● Extract:
==========

The iron bridge (rikkyo) spanning the tracks of the Chuo Line, which Dazai Osamu liked to frequent, is still a favourite spot for local inhabitants.
Dazai Osamu is one of the most celebrated writers in the country, whose life and death are closely connected to the famous railway.
For many years the Chuo Line – and the districts between Asagaya and Mitaka rail- way stations in particular – has been a magnet for many writers and intellectuals, but few people have charmed and fascinated their readers like DAZAI Osamu, the author of such masterpieces as The Setting Sun (1947) and No Longer Human (1948) and who lived in the area from 1936 until he committed suicide in 1948. In Japan, his existential tales of anti-heroes who are at odds with society have attracted a loyal following among high-school and university students. DAZAI’s popularity among the younger generations is such that even a manga character was named after him. In Bungo Stray Dogs (lit. Literary Stray Dogs), DAZAI is a senior member of a detective agency who has a supernatural power called No Longer Human and, like the real-life author, is always trying to kill himself. (Other characters, by the way, have such names as TANIZAKI Jun’ichiro, MIYAzAWA Kenji, NAT- SuME Soseki, Fyodor Dostoyevsky and Francis Scott Fitzgerald… That’s what you can expect from a manga author called Asagiri Kafka.)
The then 27-year-old DAZAI first moved to Suginami with his wife in March 1936 when, with author IBuSE Masuji’s help, he found a house in Amanuma, between Asagaya and Ogikubo stations. But one year later his friend KODATE zenshiro confessed while drunk that he had slept with his wife. The sudden marital breakdown precipitated another existential crisis for the troubled writer, and the couple divorced a few months later after trying unsuccessfully to take their lives – DAZAI’s fourth suicide attempt.
However, DAZAI didn’t remain single for long because in 1938 he married Ishihara Michiko, a 26-year-old teacher in a high school for girls. In September 1939, the newlyweds moved to Shimo-Renjaku, in today’s Mitaka. One of their neighbours was literary critic KAMEI Katsuichiro, with whom DAZAI became friends. He even joined the Asagaya-kai, a group of novelists, poets and playwrights who met to play shogi (Japanese chess), drink, and engage in heated literary discussions.

==========

● To-do list:
[1] Repeat the part of the Dazai Osamu text that begins at the words "The then 27-year-old" and stops after "fourth suicide attempt.", swapping "divorced" for "separated".
[2] According to the Dazai Osamu text, what did Ishihara Michiko do for a living when Dazai married her?

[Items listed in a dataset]

==========

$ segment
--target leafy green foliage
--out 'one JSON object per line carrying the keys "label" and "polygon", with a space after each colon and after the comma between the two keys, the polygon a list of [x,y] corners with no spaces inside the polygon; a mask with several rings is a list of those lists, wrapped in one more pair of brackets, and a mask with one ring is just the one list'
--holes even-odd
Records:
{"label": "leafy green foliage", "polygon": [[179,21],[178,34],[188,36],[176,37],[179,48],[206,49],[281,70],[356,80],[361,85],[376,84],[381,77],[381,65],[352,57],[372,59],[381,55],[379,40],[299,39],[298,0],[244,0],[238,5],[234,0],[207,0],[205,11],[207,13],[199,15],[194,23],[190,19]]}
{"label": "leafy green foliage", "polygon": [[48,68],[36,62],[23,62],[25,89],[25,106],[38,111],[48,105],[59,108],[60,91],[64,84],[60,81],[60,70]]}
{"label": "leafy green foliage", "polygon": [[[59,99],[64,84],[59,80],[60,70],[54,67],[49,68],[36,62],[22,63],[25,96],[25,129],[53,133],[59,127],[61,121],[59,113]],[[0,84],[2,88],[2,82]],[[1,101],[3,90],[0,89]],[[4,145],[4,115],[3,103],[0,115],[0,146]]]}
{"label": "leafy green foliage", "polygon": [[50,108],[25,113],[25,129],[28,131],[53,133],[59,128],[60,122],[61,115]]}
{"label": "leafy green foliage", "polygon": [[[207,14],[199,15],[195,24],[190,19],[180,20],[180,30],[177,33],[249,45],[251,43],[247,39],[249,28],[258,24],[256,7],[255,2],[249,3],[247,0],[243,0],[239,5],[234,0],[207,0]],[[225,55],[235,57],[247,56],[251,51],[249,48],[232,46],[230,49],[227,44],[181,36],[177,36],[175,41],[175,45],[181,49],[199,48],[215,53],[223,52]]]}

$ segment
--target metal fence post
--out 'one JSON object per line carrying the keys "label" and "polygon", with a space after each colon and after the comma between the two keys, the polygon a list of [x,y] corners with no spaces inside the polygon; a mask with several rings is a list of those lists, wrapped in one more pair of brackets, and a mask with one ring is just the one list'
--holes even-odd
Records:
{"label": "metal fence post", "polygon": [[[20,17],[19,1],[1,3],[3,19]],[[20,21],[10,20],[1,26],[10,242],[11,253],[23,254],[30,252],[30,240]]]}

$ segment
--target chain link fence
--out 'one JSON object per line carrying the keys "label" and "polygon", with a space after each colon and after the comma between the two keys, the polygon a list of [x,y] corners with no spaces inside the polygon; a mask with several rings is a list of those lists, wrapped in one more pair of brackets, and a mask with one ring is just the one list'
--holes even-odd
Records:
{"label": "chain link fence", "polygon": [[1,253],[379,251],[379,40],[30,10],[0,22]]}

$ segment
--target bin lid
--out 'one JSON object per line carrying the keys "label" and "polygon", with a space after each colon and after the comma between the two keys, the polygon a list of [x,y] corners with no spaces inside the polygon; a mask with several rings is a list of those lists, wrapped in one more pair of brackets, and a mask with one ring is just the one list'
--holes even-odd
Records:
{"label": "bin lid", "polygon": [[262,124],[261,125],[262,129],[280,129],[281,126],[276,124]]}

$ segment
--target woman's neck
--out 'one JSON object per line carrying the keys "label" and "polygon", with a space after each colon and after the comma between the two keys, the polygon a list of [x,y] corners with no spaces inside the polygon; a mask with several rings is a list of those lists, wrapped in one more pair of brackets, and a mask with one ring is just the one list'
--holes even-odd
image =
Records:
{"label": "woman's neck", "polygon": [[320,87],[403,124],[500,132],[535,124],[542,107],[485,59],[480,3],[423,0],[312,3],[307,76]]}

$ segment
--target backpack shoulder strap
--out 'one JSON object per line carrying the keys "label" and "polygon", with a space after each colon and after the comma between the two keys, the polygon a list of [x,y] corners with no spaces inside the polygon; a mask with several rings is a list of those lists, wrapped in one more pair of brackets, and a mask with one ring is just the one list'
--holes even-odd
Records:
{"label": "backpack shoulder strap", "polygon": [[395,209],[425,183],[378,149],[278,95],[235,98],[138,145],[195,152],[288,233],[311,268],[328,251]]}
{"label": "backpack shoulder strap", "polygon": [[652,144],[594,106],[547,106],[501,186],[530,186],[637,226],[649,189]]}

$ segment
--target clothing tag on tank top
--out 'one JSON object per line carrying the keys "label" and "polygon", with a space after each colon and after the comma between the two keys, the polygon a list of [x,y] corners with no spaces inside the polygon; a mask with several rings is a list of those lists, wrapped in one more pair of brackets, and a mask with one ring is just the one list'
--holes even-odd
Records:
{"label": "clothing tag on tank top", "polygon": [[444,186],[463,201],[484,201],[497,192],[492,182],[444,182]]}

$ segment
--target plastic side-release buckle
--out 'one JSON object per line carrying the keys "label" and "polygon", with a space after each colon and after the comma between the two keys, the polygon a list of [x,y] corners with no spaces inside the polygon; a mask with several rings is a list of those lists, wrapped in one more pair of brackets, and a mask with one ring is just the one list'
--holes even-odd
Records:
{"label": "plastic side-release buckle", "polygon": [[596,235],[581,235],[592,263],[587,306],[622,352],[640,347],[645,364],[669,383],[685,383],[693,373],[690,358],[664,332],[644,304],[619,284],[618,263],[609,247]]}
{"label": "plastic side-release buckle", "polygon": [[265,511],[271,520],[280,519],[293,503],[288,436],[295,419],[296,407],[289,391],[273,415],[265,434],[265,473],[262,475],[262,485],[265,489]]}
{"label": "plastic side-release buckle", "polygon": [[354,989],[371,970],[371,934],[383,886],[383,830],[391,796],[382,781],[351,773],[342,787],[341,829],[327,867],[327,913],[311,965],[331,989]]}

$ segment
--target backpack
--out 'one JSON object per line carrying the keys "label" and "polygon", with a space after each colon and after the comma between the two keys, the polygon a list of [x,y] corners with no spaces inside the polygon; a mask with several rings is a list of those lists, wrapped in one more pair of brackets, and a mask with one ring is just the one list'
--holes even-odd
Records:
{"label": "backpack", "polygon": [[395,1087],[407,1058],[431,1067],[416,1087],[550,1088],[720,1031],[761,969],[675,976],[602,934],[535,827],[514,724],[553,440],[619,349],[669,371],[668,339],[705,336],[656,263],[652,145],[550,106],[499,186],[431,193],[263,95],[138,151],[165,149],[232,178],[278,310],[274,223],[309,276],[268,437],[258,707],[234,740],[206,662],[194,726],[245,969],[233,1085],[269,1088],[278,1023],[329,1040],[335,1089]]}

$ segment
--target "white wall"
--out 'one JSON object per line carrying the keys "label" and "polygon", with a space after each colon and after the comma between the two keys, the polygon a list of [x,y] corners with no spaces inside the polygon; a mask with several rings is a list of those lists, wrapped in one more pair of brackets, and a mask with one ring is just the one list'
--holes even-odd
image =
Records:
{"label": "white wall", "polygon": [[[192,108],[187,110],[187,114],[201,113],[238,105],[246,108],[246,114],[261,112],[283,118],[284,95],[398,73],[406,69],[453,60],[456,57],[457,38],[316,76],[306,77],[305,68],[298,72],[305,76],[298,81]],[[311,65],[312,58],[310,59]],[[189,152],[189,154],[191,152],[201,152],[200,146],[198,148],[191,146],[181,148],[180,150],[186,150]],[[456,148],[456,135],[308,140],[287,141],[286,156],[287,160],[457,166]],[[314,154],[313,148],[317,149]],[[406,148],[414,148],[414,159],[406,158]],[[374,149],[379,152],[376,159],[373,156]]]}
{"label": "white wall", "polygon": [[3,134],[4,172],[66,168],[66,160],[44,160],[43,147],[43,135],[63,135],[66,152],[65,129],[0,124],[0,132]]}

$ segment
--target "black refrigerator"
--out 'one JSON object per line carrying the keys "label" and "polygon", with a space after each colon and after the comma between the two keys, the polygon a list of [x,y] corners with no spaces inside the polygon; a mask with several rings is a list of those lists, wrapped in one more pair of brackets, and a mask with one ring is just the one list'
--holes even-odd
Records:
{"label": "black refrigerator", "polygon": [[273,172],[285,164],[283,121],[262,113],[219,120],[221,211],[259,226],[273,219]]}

==========

● Task-by-task outputs:
[1]
The then 27-year-old DAZAI first moved to Suginami with his wife in March 1936 when, with author IBuSE Masuji’s help, he found a house in Amanuma, between Asagaya and Ogikubo stations. But one year later his friend KODATE zenshiro confessed while drunk that he had slept with his wife. The sudden marital breakdown precipitated another existential crisis for the troubled writer, and the couple separated a few months later after trying unsuccessfully to take their lives – DAZAI’s fourth suicide attempt.

[2] She was a teacher in a high school for girls.